PROMPT A: From the Wiki + Search post, copy everything from "Wiki + Search" down to "personalize search results.".
PROMPT B: In the Wiki + Search post, what serves as the currency in Google's image-labeling game?
PROMPT C: List everything the Wiki + Search post says Google account holders could do to search results with the new wiki-like features.

QUOTED PASSAGE:
※ ※ ※
Wiki + Search = Good
by Michael Hay on January 19, 2009
Recently, Google announced and launched wiki-like features for anyone who has a Google account to make use of. It would be possible to annotate, fix and generally personalize search results.
Personally I think that this is a step in the right direction. What it essentially is saying is that the power of the human mind is as important as all of the Internet, cloud or data center automation in the world. I think that both Google and Amazon get this, I firmly believe that Google has the most powerful SPAM identification in the world in the form of GMail and one of the best image tagging services too in the form of the Google Image Labeler. Amazon’s Mechanical Turk is another example of using the power of people and machines together. In essence one could almost say that this thing that we call the Internet is allowing for the genesis of the first cybernetic organism. For Amazon it is possible that one can get paid money for participating, for Google well, when you label images it comes in the form of an addictive game, where rank and status are the currency. Much of this assumes that it is the human beings that connect the dots by being information routing and classification entities leaving behind their breadcrumb trails and tags for others to follow. This is real power and I want to illustrate why with an example: GMail + Postini.
※ ※ ※
DATA LISTING:
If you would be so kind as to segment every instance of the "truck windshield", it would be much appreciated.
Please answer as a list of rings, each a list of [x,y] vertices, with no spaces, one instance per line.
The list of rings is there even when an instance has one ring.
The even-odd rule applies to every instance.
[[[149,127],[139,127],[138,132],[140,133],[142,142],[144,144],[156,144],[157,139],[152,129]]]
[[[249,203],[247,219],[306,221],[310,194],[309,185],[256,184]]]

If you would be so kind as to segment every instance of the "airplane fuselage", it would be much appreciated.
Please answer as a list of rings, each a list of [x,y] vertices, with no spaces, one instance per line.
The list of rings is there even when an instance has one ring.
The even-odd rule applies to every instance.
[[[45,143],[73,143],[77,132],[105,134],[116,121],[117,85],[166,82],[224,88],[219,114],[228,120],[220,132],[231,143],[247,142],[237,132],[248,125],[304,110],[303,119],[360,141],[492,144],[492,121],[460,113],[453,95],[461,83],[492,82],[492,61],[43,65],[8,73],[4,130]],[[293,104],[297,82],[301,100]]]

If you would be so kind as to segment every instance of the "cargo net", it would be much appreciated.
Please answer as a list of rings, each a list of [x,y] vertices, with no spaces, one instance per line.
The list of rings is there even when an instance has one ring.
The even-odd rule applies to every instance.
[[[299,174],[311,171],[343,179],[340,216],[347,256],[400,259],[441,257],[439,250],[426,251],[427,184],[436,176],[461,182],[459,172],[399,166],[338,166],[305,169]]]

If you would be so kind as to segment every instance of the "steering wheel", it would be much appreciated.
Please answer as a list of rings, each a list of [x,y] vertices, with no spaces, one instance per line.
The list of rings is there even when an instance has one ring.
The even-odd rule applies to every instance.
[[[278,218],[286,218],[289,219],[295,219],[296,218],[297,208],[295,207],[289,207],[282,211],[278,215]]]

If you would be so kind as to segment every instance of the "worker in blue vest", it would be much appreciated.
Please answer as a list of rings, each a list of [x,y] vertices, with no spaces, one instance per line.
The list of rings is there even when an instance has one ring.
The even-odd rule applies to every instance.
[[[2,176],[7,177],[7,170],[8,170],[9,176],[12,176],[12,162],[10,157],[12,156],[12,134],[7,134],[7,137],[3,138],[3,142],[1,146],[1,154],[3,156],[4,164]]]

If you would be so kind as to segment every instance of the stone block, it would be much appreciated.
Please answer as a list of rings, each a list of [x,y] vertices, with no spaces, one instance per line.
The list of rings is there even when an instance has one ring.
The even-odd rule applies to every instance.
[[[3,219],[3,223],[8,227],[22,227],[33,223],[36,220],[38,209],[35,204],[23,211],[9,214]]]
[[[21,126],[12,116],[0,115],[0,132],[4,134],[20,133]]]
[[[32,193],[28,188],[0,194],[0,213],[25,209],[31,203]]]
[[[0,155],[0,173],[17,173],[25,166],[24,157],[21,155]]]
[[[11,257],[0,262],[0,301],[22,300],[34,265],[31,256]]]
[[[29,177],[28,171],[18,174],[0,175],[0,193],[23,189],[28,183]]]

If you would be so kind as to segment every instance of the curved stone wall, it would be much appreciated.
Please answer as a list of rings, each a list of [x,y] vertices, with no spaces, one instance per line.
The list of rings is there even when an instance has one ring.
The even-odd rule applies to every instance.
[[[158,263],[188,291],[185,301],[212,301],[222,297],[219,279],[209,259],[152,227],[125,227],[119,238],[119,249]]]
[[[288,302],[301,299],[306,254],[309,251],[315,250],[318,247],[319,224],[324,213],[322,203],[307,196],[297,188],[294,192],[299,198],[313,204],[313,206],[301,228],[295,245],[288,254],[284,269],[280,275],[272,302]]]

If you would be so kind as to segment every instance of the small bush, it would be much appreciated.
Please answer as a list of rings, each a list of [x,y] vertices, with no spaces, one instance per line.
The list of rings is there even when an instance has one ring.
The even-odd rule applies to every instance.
※ ※ ※
RESPONSE AREA A:
Wiki + Search = Good
by Michael Hay on January 19, 2009
Recently, Google announced and launched wiki-like features for anyone who has a Google account to make use of. It would be possible to annotate, fix and generally personalize search results.

RESPONSE AREA B: Rank and status.

RESPONSE AREA C:
Annotate them
Fix them
Generally personalize them